DOCUMENT PASSAGE –
******************************

Skip to main content

On the importance of collaboration with SMEs in Data Science/AI projects.



During these strange days of emergency we could observe, among many others from the academy and the industry, lots of initiatives by individuals or groups of Data Scientists using public available data sets to make predictions about the evolution of the COVID-19 pandemic or other healthcare related applications to help in diagnosing the symptoms of the virus whether test kits for it wouldn't be available. Every little helps, it is also wonderful to see this high level of genuine interest on this matter and I am one of those that encourage people being curious and altruistic. But, as others have already started warning lately, any personal initiative, to be effective, needs to be evaluated by subject matter experts. In this post I am going to provide a concrete example about the importance of this kind of collaboration.
At the end of 2019, I got a very bad flu which then ended up in an acute bronchitis, from which I recovered very slowly. During the rest of my life, after my childhood, I didn't use to get flu often and any way it always didn't last more than 3 days, with no aftermath. After this experience I became curious to learn more about lung diseases and, being my job in Data Science, also try to address a specific use case. I found on Kaggle this data set of chest X-Ray images to play with: I tried to build a first simple model (CNN) to perform binary classification (normal patient or pneumonia) for those images and to use it to go on with my experimentation about XAI techniques. The first release of the model, in spite of a 90% accuracy, showed through the confusion matrix and other metrics such as precision and recall, that it was very good at recognizing X-ray images from normal patients as normal, but not the same on classifying pneumonia X-ray images as such. This behavior was confirmed by starting using the model to make predictions on test images. Before going further, I started applying some XAI techniques, such as SHAP (SHapley Additive exPlanations) and then asked for support to a friend of mine who's a an experienced Radiologist. This collaboration gave me insights than I (as a Biomedical Engineer with extensive experience in Software Engineering and Data Science in other sectors (such as Biotech Manufacturing, Healthcare Insurance and Cloud Operations, just to mention a few), but not a Medical Doctor nor a X-ray expert) couldn't have figure out myself and that led me to find better solutions. First of all, I started with the wrong assumption, after manually reviewing the training, validation and test data set, that all of the X-ray images have been done using the same projection, while most part of the normal, such this one in figure 1





Figure 1

are in PA (posteroanterior) projection, and others related to pneumonia have been taken in AP (anteroposterior) projection (patient most probably not in condition to stand), which then resulted in a different contrast and slight different position of the lungs if compared to PA views. With reference to figure 2 (patient affected by bacterial pneumonia)

******************************

GIVEN ENTRIES –
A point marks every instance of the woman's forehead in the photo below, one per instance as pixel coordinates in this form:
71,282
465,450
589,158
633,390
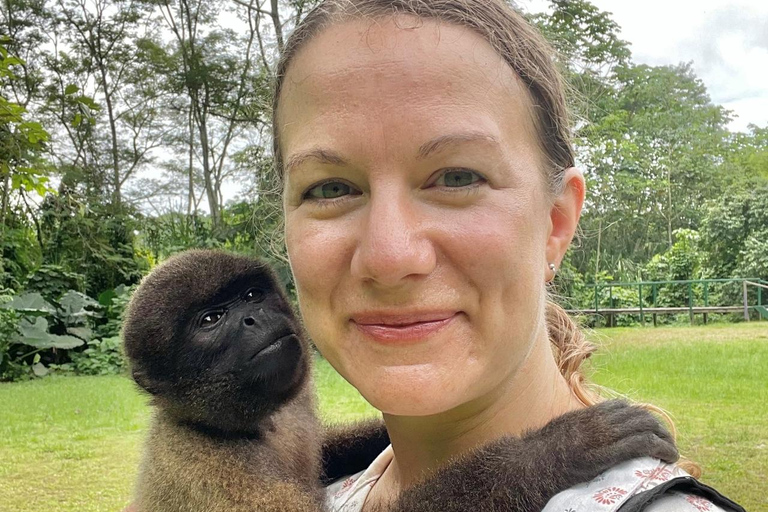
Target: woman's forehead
432,79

******************************

WORK ITEM –
In the post on collaborating with SMEs in data science projects, update the passage starting with "During these strange" and going on through "kind of collaboration." by replacing "subject matter experts" with "domain specialists".

COMPLETED EXERCISE –
During these strange days of emergency we could observe, among many others from the academy and the industry, lots of initiatives by individuals or groups of Data Scientists using public available data sets to make predictions about the evolution of the COVID-19 pandemic or other healthcare related applications to help in diagnosing the symptoms of the virus whether test kits for it wouldn't be available. Every little helps, it is also wonderful to see this high level of genuine interest on this matter and I am one of those that encourage people being curious and altruistic. But, as others have already started warning lately, any personal initiative, to be effective, needs to be evaluated by domain specialists. In this post I am going to provide a concrete example about the importance of this kind of collaboration.